▶ [Problem requirements]: Please write out each entry exactly as it appears.

▶ [Point-per-instance localization data]:

*** Begin section ***

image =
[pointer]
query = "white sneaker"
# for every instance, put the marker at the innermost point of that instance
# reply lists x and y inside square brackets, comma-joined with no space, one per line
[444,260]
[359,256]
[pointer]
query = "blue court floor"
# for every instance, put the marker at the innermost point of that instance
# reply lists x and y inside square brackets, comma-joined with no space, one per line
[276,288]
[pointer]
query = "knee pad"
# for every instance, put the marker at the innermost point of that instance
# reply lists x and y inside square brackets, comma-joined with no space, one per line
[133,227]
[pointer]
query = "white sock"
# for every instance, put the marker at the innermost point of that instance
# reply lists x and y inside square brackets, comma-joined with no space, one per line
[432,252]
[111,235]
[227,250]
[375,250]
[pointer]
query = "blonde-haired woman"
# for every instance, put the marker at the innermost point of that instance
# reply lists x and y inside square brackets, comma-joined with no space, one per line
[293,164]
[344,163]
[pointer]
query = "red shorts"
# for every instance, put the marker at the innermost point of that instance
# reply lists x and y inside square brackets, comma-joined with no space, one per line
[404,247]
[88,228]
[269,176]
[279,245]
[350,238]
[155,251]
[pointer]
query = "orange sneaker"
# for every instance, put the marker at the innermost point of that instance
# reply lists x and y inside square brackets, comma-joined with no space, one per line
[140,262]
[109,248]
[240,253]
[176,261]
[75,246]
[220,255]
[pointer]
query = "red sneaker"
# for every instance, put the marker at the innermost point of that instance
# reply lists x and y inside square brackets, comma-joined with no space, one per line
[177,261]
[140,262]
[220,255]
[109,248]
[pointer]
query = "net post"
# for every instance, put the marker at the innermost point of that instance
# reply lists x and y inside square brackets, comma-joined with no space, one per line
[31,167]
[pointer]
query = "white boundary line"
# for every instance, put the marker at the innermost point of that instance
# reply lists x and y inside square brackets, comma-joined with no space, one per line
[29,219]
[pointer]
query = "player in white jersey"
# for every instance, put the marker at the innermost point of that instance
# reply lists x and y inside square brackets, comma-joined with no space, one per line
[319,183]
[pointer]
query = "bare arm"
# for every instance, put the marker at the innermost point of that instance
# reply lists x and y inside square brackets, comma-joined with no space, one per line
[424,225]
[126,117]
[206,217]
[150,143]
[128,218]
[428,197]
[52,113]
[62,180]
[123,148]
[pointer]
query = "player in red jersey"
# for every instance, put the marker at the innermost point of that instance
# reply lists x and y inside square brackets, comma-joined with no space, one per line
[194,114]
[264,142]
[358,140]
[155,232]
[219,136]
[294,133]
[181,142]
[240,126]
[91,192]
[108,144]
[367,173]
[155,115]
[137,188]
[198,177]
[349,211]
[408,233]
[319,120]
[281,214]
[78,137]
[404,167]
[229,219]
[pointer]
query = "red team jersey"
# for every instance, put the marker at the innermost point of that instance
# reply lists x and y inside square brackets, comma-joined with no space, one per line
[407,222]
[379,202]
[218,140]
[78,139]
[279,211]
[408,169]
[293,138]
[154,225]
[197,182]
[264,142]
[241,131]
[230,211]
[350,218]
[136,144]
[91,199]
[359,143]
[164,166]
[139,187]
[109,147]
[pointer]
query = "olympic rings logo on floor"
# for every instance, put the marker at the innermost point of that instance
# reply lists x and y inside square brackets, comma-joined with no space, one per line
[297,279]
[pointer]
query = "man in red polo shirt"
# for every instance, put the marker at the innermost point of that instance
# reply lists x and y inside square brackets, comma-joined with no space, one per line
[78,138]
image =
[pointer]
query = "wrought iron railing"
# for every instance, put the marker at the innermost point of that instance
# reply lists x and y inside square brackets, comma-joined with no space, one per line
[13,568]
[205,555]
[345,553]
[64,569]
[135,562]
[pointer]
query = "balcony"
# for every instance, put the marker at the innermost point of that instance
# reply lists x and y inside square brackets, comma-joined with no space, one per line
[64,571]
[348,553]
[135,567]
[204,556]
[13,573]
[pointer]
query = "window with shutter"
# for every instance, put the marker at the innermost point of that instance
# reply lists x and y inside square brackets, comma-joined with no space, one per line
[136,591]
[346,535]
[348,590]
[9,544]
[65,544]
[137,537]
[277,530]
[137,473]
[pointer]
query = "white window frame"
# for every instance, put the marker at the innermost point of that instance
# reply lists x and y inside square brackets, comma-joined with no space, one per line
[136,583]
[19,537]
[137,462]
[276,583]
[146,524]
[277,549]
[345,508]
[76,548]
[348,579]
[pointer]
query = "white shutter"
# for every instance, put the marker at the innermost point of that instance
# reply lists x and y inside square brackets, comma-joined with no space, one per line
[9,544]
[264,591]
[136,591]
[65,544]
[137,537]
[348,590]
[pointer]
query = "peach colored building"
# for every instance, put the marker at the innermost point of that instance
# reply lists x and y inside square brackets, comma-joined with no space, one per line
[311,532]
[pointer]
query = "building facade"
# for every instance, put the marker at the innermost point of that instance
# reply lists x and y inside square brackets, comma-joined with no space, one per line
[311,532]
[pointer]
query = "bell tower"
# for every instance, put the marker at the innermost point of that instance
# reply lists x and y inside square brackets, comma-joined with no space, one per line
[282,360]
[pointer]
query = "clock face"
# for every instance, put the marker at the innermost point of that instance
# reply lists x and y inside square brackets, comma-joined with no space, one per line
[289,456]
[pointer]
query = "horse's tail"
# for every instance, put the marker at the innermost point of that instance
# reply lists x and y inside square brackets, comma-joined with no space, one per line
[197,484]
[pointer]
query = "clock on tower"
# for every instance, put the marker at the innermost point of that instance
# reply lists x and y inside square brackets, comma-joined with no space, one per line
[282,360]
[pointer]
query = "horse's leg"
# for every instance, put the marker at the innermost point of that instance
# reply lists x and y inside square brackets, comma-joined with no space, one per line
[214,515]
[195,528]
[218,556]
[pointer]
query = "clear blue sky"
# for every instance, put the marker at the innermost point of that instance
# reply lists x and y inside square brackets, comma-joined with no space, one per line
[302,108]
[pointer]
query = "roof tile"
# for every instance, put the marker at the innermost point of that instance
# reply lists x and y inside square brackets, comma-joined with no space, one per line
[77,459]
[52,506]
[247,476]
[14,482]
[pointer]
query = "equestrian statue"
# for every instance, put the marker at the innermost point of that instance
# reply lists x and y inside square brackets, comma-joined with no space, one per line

*** End section ***

▶ [Exercise output]:
image =
[pointer]
query = "white sneaker"
# for every instance, put the marker at the innermost point of that instance
# reply lists x and y inside square brackets, comma-joined with no space, one per line
[444,260]
[359,256]
[pointer]
query = "blue court floor"
# for every instance, put the marker at the innermost point of that instance
# reply lists x and y inside square brackets, comma-joined with no space, one per line
[276,288]
[pointer]
query = "knee pad"
# for every instance, put the marker at the innermost point of that instance
# reply lists x and y inside square brackets, comma-joined with no space, one per line
[133,227]
[pointer]
query = "white sock"
# for every instance, put the marker at the innermost point of that instance
# reply lists x and y inside square brackets, comma-joined with no space, one per line
[432,252]
[111,235]
[227,250]
[375,250]
[pointer]
query = "blonde-haired woman"
# for every instance, put the marker at the innermost point of that instance
# reply lists x and y inside square brackets, comma-joined with no space, one per line
[293,164]
[344,163]
[pointer]
query = "red shorts"
# for every instance, put the marker at the innermost point of that instance
# reply lists x and y inside square brackets, comma-joined with no space, one per line
[404,247]
[88,228]
[269,176]
[279,245]
[350,238]
[155,251]
[pointer]
query = "orange sneaker"
# for every instance, put the marker at the innermost point of that instance
# reply lists x and y inside square brackets, comma-joined with no space, one per line
[140,262]
[109,248]
[240,253]
[176,261]
[75,246]
[220,255]
[pointer]
query = "red sneaker"
# for every instance, put the marker at the innermost point of that instance
# reply lists x and y inside square brackets, comma-joined with no space, one per line
[177,261]
[140,262]
[220,255]
[109,248]
[pointer]
query = "net post"
# for every instance, put the marker at the innermost point of that instance
# reply lists x and y inside square brackets, comma-joined with no space, one per line
[31,167]
[pointer]
query = "white boundary line"
# for every instance, put the marker at the innermost point of that instance
# reply lists x and y inside square brackets, comma-joined with no space, one per line
[29,219]
[pointer]
query = "player in white jersey"
# for every instance, put the marker at the innermost point of that instance
# reply lists x and y inside square brackets, comma-joined with no space, one per line
[319,183]
[pointer]
query = "bare arm"
# for every instance, put the marker at the innermost point of that instance
# reply lists x and y inside square brackets, comma-joined with no space, one per line
[424,225]
[126,117]
[206,217]
[150,143]
[128,218]
[428,197]
[52,113]
[62,180]
[123,148]
[pointer]
query = "player in red jersey"
# for every instance, put the marker at the innermost point of that instance
# reply lists x and y inside square brackets, comma-joined with no space, one per line
[194,114]
[264,142]
[358,140]
[155,232]
[219,136]
[294,133]
[181,142]
[240,126]
[91,192]
[108,144]
[367,173]
[155,115]
[137,188]
[198,177]
[349,211]
[408,233]
[319,120]
[281,214]
[78,137]
[404,167]
[229,219]
[pointer]
query = "red team jersey"
# for every instance, put the marker at the innermost point of that instance
# reply lists x and y inside square brackets, comma-joined with no space, one per line
[407,222]
[379,202]
[218,140]
[78,139]
[279,211]
[408,169]
[293,138]
[154,225]
[197,182]
[264,142]
[241,131]
[230,211]
[350,218]
[136,144]
[91,199]
[359,143]
[164,166]
[139,187]
[109,147]
[pointer]
query = "olympic rings logo on floor"
# for every instance, put the marker at the innermost point of that instance
# reply lists x and y inside square brackets, comma-joined with no space, one per line
[297,279]
[pointer]
query = "man in red polo shirt"
# for every instance, put the marker at the innermost point of that instance
# reply lists x and y inside square brackets, comma-joined with no space, one per line
[78,138]
image =
[pointer]
query = "wrought iron railing"
# for every instance, put the marker at the innermost point of that instance
# reply lists x and y inside square brackets, comma-joined with no space, one per line
[13,568]
[205,555]
[345,553]
[64,569]
[135,562]
[pointer]
query = "balcony"
# for every instance, put the marker at the innermost point of that instance
# reply lists x and y inside square brackets, comma-joined with no space, one per line
[64,571]
[348,553]
[135,567]
[204,556]
[13,573]
[pointer]
query = "window with shutter"
# for every instance, put the marker at the innermost point of that instance
# reply lists x and y inside square brackets, comma-joined with no space, one per line
[136,591]
[346,535]
[348,590]
[9,544]
[65,544]
[137,537]
[277,530]
[137,473]
[pointer]
query = "white window frame"
# for every instance, put the marker at the innermost point of that instance
# reply lists x and y inside square brackets, comma-joined with no space, one per line
[136,583]
[19,537]
[137,462]
[276,583]
[146,524]
[277,549]
[345,508]
[76,548]
[348,579]
[pointer]
query = "white shutter"
# for every instance, put the marker at the innermost point of that instance
# reply lists x and y inside square brackets, comma-joined with no space, one per line
[9,544]
[264,591]
[136,591]
[65,544]
[137,537]
[348,590]
[pointer]
query = "peach colored building"
# for every instance, put the marker at the innermost point of that instance
# reply lists x and y inside square brackets, comma-joined with no space, one per line
[311,532]
[pointer]
query = "building facade"
# for every instance, put the marker at the innermost point of that instance
# reply lists x and y inside square brackets, comma-joined with no space, one per line
[311,532]
[pointer]
query = "bell tower"
# for every instance, put the marker at the innermost point of that instance
# reply lists x and y inside square brackets, comma-joined with no space, one per line
[282,360]
[pointer]
query = "clock face"
# for every instance, put the marker at the innermost point of that instance
# reply lists x and y inside square brackets, comma-joined with no space, one per line
[289,456]
[pointer]
query = "horse's tail"
# for every instance, put the marker at the innermost point of that instance
# reply lists x and y inside square brackets, comma-joined with no space, one per line
[197,484]
[pointer]
query = "clock on tower"
# for every instance, put the marker at the innermost point of that instance
# reply lists x and y inside square brackets, comma-joined with no space, one per line
[282,360]
[pointer]
query = "horse's leg"
# for every instance, put the marker at the innermost point of that instance
# reply lists x and y inside square brackets, comma-joined with no space, one per line
[214,515]
[195,528]
[218,556]
[pointer]
query = "clear blue sky"
# for every instance, put the marker at the innermost point of that instance
# reply lists x and y inside square brackets, comma-joined with no space, one per line
[302,108]
[pointer]
query = "roof tile"
# for every instance, put the marker at the innermost point of that instance
# reply lists x and y inside square brackets, comma-joined with no space, one per line
[77,459]
[52,506]
[247,476]
[14,482]
[pointer]
query = "equestrian statue"
# for every instance, put the marker at the innermost point of that instance
# reply lists x and y inside square brackets, comma-joined with no space, one per line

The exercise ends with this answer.